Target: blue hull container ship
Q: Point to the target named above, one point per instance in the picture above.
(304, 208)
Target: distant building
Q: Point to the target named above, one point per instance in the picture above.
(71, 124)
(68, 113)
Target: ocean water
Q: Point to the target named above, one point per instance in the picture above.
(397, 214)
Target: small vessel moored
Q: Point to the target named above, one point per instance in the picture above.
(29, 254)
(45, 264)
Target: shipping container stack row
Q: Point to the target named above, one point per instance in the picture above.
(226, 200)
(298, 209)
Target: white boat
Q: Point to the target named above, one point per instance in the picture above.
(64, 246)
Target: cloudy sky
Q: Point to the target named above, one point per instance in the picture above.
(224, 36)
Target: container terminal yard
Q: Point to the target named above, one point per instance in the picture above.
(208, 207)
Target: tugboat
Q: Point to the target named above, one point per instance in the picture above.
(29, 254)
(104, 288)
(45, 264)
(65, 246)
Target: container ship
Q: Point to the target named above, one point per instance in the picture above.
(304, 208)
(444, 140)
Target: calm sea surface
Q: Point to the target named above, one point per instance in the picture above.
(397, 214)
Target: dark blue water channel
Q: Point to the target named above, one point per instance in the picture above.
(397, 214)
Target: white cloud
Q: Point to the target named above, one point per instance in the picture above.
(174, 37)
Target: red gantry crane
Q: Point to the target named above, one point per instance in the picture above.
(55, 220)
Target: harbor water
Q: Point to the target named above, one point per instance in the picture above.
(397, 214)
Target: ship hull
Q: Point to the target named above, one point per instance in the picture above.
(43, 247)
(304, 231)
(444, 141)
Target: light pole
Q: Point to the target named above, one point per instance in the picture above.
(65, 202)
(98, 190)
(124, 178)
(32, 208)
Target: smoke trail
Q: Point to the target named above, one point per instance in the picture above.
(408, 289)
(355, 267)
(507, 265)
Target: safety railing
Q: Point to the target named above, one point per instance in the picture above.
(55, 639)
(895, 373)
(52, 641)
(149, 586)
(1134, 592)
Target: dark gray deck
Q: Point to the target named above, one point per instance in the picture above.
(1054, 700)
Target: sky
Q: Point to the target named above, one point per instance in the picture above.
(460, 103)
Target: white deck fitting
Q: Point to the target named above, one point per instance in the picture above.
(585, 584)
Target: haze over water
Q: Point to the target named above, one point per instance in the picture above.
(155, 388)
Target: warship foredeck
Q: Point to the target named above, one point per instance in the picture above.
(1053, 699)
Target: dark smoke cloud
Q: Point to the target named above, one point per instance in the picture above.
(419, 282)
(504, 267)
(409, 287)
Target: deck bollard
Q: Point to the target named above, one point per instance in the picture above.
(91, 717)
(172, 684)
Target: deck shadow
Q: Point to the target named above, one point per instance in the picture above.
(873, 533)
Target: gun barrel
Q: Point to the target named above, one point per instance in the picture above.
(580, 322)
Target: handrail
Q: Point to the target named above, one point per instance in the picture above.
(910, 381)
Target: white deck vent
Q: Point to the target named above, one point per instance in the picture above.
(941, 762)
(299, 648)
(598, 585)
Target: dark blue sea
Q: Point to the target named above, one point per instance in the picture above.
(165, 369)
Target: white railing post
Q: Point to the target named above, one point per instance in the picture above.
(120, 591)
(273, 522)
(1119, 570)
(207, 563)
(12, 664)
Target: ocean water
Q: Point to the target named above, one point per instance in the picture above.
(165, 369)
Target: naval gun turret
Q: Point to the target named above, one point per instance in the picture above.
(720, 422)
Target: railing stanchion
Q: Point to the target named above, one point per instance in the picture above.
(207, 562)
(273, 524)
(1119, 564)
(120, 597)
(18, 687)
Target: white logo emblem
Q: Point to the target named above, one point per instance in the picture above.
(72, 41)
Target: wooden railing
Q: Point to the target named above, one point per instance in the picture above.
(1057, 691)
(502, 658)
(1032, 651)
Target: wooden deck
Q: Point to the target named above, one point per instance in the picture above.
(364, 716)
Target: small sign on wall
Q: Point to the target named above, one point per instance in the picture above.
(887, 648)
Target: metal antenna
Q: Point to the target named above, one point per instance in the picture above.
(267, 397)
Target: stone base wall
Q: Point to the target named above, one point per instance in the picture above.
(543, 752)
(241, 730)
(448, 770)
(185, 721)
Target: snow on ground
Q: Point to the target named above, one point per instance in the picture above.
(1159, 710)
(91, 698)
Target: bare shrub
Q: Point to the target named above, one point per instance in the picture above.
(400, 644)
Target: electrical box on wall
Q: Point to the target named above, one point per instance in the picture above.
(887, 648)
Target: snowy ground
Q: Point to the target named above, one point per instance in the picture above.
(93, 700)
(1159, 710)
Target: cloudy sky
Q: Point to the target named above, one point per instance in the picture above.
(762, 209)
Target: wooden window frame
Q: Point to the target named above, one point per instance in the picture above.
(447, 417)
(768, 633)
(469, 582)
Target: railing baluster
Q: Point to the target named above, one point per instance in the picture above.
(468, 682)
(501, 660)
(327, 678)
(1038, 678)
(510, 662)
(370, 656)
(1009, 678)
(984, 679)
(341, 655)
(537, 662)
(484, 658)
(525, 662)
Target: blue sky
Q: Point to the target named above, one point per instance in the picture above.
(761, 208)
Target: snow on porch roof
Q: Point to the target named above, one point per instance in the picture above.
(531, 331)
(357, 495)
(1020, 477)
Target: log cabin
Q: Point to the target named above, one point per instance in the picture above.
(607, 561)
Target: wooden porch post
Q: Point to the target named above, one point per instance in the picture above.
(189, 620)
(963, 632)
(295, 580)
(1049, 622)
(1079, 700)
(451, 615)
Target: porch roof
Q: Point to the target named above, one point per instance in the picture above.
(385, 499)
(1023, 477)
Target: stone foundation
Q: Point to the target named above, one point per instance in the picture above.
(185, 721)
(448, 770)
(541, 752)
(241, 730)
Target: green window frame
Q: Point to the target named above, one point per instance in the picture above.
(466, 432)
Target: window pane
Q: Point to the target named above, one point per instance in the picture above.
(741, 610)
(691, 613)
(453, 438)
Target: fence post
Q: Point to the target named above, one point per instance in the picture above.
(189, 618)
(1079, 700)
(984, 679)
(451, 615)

━━━━━━━━

## What needs to be done
Can you output, verbatim, the rows from the line with "Target: railing baluster" to the line with "(1023, 477)", including both of those lines?

## Result of this task
Target: railing baluster
Q: Point to the target named above, one point per instance in the picture above.
(468, 682)
(501, 660)
(327, 678)
(1038, 678)
(510, 662)
(370, 656)
(1009, 678)
(984, 679)
(341, 655)
(537, 662)
(484, 658)
(525, 662)
Target: blue sky
Q: Point to the target named above, one point per instance in the picture above.
(761, 208)
Target: snow on porch roof
Q: Point to the target named above, one point per instance in the picture above.
(531, 331)
(357, 495)
(1020, 477)
Target: log cabin
Q: Point to the target named above, one point per instance in the picture above.
(607, 561)
Target: wooden porch post
Q: Point to the target named above, one point per instance in the picture above.
(189, 620)
(963, 632)
(295, 580)
(1049, 622)
(1079, 700)
(451, 615)
Target: porch roof
Q: Point to the target named above, one point per instance in the picture above.
(385, 499)
(1023, 477)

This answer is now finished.